━━ Text shown
“Only question the important things.”
Karl Pilkington, The Ricky Gervais Show.
My intentional peeking into wiki wars began as a genuine curiosity, wanting to discover how minority voices and dominant voices on a controversial Wikipedia article arrive at consensus.
I picked “Rupert Sheldrake’s Biography” to begin this journey on Wikipedia assuming that “skeptics versus fringe” cultural tensions would be benign.
Boy was I mistaken.
So my relationship with this peculiar “niche” community that I’ve inadvertently frustrated should be clarified.
This study has nothing to do with “skepticism” proper, I just happen to mention “skeptics” quite often in this study.
To me, the words ‘skepticism’, being ‘skeptical’, and being a ‘skeptic’ have variances in meaning that can easily cause misunderstanding.
Obviously most educated and professional people are natural skeptics.
I believe myself to be a skeptical person too.
‘Skepticism’ is a word to denote a general agnosticism of any claim without evidence.
━━━━
◆ **About this task**:
Rewrite the passage on Wikipedia wiki wars starting at "Karl Pilkington, The" and ending at "should be clarified.", and change "journey" to "project". You won't need any of the entries.
━━ Entries supplied
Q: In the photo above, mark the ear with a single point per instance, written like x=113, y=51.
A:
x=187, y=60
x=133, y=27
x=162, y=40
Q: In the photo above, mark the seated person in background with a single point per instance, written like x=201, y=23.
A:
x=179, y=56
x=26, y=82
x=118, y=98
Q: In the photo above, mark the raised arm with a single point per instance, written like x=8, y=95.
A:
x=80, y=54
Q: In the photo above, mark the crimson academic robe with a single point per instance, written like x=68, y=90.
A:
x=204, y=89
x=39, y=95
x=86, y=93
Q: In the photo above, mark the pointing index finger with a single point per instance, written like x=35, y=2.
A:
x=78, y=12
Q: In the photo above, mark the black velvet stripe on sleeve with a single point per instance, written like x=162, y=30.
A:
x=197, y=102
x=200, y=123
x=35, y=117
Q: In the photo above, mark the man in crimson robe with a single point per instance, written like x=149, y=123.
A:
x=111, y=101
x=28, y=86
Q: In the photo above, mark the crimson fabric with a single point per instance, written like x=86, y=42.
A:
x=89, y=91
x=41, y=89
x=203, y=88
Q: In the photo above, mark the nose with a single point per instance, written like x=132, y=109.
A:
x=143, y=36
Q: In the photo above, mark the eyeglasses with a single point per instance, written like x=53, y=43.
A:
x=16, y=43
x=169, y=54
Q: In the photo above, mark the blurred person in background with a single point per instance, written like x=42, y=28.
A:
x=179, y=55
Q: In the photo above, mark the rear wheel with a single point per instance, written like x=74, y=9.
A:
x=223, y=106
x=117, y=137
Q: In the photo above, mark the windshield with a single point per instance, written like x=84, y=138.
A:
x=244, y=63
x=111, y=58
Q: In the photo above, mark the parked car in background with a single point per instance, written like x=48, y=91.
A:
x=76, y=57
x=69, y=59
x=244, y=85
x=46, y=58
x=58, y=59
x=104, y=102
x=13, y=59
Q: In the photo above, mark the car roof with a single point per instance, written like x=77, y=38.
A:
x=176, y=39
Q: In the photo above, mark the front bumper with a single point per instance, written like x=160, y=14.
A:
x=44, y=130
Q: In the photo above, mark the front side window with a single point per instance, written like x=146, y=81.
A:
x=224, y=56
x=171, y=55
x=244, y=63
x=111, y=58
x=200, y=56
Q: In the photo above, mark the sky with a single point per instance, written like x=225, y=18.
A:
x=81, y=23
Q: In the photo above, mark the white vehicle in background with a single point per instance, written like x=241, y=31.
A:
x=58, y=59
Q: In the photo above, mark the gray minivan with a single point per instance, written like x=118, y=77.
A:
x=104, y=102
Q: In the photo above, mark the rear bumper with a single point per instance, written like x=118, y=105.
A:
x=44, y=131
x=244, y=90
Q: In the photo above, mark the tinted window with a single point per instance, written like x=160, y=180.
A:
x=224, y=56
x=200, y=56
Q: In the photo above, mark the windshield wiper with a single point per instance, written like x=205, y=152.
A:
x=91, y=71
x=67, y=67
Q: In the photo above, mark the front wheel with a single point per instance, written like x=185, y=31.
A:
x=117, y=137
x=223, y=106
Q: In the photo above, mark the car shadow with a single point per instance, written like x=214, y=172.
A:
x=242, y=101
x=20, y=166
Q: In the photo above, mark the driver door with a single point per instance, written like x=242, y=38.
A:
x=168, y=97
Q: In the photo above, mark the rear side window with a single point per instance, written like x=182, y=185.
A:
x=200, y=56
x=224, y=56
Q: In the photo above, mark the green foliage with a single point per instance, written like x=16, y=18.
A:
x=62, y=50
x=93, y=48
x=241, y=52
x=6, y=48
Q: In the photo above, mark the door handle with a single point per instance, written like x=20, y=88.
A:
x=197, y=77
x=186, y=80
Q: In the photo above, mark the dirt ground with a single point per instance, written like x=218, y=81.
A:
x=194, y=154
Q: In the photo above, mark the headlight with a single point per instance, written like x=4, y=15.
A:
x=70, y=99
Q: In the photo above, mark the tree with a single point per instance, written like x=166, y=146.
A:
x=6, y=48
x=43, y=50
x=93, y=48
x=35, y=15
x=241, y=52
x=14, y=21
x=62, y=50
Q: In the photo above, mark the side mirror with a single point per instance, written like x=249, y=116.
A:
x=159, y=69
━━━━
◆ **Solution below**:
Karl Pilkington, The Ricky Gervais Show.
My intentional peeking into wiki wars began as a genuine curiosity, wanting to discover how minority voices and dominant voices on a controversial Wikipedia article arrive at consensus.
I picked “Rupert Sheldrake’s Biography” to begin this project on Wikipedia assuming that “skeptics versus fringe” cultural tensions would be benign.
Boy was I mistaken.
So my relationship with this peculiar “niche” community that I’ve inadvertently frustrated should be clarified.